Goal
Would you restate, exactly as they appear, the lines from the one containing "white ceiling, giving" through the end of the data below?

---+---

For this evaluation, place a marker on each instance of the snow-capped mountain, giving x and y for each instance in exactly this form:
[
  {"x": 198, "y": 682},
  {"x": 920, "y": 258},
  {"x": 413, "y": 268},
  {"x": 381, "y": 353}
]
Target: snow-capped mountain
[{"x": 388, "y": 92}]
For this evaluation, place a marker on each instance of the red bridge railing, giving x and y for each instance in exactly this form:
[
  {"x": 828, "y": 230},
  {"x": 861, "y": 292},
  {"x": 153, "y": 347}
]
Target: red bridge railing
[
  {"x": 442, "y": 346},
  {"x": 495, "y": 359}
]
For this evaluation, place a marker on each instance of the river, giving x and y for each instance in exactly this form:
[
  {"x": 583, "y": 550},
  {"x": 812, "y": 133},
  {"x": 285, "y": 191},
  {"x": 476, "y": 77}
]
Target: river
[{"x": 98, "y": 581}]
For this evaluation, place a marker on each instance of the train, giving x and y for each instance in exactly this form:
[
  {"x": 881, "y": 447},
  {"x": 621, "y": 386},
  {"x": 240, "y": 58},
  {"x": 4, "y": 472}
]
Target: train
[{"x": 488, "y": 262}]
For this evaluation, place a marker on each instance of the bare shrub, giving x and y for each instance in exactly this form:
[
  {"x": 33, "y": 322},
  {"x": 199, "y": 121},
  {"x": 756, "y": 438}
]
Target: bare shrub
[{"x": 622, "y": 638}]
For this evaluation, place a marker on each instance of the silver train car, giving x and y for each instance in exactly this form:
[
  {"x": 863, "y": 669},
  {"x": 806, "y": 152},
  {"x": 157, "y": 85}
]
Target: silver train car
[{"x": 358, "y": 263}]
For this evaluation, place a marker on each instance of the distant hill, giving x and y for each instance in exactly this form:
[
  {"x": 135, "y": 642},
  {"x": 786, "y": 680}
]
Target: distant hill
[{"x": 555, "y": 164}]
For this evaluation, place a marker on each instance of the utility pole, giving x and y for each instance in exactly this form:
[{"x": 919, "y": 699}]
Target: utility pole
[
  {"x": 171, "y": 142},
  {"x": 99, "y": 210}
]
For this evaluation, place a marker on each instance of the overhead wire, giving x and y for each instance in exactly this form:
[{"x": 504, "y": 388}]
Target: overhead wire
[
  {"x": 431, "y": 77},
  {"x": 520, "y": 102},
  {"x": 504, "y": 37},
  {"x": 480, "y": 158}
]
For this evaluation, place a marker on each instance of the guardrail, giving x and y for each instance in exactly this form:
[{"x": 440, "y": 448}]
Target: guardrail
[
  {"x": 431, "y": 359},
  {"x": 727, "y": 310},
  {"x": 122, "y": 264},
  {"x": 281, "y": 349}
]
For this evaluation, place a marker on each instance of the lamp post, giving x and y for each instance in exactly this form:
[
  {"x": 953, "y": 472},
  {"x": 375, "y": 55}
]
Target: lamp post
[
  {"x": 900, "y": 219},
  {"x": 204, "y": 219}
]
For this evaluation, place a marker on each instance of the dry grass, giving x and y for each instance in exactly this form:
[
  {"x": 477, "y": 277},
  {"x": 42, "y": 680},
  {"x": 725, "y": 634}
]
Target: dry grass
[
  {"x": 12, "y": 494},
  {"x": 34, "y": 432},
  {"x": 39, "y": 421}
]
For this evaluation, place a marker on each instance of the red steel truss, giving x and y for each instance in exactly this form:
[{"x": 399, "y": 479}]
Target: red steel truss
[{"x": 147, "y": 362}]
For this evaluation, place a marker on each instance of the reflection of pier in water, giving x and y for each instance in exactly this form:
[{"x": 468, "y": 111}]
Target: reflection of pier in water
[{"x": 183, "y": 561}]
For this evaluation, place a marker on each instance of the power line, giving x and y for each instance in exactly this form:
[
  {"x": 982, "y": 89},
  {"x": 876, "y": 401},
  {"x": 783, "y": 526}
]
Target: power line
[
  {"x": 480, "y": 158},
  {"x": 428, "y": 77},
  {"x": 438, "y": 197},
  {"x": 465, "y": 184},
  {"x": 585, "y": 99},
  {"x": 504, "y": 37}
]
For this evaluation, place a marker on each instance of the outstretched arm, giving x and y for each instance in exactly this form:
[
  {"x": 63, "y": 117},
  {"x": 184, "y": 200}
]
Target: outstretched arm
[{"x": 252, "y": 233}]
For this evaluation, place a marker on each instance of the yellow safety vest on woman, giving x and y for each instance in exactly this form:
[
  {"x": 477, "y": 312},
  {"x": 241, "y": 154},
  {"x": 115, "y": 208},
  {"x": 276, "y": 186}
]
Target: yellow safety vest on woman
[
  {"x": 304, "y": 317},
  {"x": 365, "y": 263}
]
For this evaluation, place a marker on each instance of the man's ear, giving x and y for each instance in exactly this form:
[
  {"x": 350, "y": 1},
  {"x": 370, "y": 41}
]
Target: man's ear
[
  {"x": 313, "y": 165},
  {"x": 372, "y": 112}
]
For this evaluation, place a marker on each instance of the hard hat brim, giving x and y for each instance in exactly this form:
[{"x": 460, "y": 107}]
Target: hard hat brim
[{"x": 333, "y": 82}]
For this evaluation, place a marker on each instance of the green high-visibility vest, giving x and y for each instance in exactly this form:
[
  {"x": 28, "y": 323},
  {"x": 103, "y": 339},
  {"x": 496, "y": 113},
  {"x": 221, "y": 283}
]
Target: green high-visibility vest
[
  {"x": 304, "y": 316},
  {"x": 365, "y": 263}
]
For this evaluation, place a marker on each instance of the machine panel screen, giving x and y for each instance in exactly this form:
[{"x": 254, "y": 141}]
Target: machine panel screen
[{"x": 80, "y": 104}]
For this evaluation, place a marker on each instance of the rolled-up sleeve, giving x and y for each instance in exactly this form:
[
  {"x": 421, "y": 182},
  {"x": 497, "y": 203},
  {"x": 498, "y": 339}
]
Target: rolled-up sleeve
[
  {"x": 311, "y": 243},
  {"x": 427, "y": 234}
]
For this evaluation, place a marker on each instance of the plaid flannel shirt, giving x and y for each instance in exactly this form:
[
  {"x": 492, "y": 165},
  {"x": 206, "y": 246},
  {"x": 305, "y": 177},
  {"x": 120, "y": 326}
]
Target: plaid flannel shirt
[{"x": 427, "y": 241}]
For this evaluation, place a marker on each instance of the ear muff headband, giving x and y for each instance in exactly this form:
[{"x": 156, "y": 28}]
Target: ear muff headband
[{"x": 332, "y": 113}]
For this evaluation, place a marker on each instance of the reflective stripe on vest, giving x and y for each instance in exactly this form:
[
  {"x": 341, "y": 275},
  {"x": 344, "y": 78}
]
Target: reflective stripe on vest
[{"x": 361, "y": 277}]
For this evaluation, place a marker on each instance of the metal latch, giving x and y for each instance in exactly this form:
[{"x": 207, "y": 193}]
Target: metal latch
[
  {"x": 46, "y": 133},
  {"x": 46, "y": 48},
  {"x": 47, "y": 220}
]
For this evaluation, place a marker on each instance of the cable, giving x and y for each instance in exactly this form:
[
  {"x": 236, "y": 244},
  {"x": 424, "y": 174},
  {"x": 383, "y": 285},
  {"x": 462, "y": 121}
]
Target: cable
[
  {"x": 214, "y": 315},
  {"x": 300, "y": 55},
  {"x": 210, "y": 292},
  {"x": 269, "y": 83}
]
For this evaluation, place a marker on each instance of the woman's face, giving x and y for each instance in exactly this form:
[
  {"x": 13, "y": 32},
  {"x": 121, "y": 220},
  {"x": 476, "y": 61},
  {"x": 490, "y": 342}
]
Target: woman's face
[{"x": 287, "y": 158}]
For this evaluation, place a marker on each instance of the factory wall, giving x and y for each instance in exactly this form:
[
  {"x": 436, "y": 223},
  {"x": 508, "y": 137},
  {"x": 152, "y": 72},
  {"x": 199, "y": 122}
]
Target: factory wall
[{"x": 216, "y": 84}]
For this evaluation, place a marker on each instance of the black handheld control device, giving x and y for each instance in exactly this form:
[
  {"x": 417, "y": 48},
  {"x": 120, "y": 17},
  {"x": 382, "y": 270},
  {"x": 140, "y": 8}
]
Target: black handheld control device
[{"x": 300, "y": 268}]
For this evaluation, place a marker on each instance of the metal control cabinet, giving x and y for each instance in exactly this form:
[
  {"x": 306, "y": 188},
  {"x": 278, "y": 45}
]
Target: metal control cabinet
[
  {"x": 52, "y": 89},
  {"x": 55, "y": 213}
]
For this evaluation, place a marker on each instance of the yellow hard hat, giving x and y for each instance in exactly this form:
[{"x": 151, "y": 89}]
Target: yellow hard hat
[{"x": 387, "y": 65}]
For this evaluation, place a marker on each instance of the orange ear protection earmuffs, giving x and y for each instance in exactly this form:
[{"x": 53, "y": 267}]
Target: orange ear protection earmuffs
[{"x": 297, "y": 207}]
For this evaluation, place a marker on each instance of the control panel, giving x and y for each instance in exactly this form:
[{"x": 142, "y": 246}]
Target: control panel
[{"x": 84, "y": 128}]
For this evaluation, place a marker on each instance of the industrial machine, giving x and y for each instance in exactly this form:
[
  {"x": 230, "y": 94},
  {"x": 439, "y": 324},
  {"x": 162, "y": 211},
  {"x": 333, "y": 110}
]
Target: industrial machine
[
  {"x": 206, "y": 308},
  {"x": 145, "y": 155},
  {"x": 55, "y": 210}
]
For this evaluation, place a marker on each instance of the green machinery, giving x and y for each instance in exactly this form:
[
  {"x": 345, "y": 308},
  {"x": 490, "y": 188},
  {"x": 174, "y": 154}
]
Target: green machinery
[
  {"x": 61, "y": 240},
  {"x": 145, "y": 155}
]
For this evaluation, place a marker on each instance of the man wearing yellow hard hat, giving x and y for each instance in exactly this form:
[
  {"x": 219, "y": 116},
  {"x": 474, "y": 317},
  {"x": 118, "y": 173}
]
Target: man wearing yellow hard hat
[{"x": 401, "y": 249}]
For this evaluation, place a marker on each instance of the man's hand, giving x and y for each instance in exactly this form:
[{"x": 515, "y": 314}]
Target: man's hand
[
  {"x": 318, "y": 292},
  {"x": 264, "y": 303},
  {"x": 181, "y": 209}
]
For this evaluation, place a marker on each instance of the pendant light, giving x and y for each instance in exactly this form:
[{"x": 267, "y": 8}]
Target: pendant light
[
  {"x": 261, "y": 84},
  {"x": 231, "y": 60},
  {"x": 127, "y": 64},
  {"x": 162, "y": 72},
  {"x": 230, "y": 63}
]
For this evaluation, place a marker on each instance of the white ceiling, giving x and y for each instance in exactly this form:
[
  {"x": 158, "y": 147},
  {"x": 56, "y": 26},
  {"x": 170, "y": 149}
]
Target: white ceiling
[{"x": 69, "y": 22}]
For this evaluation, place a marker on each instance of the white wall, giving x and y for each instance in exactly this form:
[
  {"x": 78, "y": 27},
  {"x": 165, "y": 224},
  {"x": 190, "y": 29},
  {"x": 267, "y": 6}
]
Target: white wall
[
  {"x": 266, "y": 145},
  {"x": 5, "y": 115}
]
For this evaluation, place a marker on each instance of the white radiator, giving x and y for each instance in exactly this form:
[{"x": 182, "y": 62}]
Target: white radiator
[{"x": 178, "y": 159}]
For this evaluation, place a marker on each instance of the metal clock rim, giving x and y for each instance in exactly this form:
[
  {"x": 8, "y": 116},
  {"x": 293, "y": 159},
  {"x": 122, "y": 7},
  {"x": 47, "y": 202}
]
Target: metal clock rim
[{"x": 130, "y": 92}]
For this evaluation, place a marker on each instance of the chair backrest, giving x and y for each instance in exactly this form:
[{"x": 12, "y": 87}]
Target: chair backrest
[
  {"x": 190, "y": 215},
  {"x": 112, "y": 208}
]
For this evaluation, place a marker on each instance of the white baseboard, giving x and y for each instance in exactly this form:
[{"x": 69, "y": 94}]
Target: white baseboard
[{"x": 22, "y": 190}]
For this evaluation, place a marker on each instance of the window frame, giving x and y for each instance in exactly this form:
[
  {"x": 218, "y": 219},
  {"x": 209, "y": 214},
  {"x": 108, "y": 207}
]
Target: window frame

---+---

Response to this exercise
For this evaluation, place a marker on each instance of the white ceiling, giving x and y for each instance in exactly this form:
[
  {"x": 158, "y": 147},
  {"x": 56, "y": 26},
  {"x": 170, "y": 149}
]
Target: white ceiling
[{"x": 69, "y": 22}]
For this evaluation, place a marker on each instance of the white wall, giving x and y for each instance in exactly this form:
[
  {"x": 78, "y": 27},
  {"x": 165, "y": 224},
  {"x": 190, "y": 29},
  {"x": 267, "y": 6}
]
Target: white wall
[
  {"x": 266, "y": 145},
  {"x": 5, "y": 115}
]
For this evaluation, place a marker on each instance of the white radiator, giving x and y for each instance in exactly this form:
[{"x": 182, "y": 62}]
Target: white radiator
[{"x": 178, "y": 159}]
For this evaluation, place a marker on each instance of the metal clock rim, giving x and y for each instance in exactly this form:
[
  {"x": 8, "y": 116},
  {"x": 293, "y": 159},
  {"x": 122, "y": 7},
  {"x": 47, "y": 202}
]
Target: metal clock rim
[{"x": 130, "y": 92}]
For this evaluation, place a marker on each instance of the chair backrest, giving x and y for each instance in exactly this form:
[{"x": 12, "y": 87}]
Target: chair backrest
[
  {"x": 190, "y": 215},
  {"x": 112, "y": 208}
]
For this evaluation, place a marker on each instance of the white baseboard, giving x and y for each instance in exactly this form:
[{"x": 69, "y": 94}]
Target: white baseboard
[{"x": 22, "y": 190}]
For this evaluation, place a marker on each instance of the window frame, giving x and y for each instance in exactly this form:
[
  {"x": 218, "y": 219},
  {"x": 209, "y": 214},
  {"x": 108, "y": 207}
]
Target: window frame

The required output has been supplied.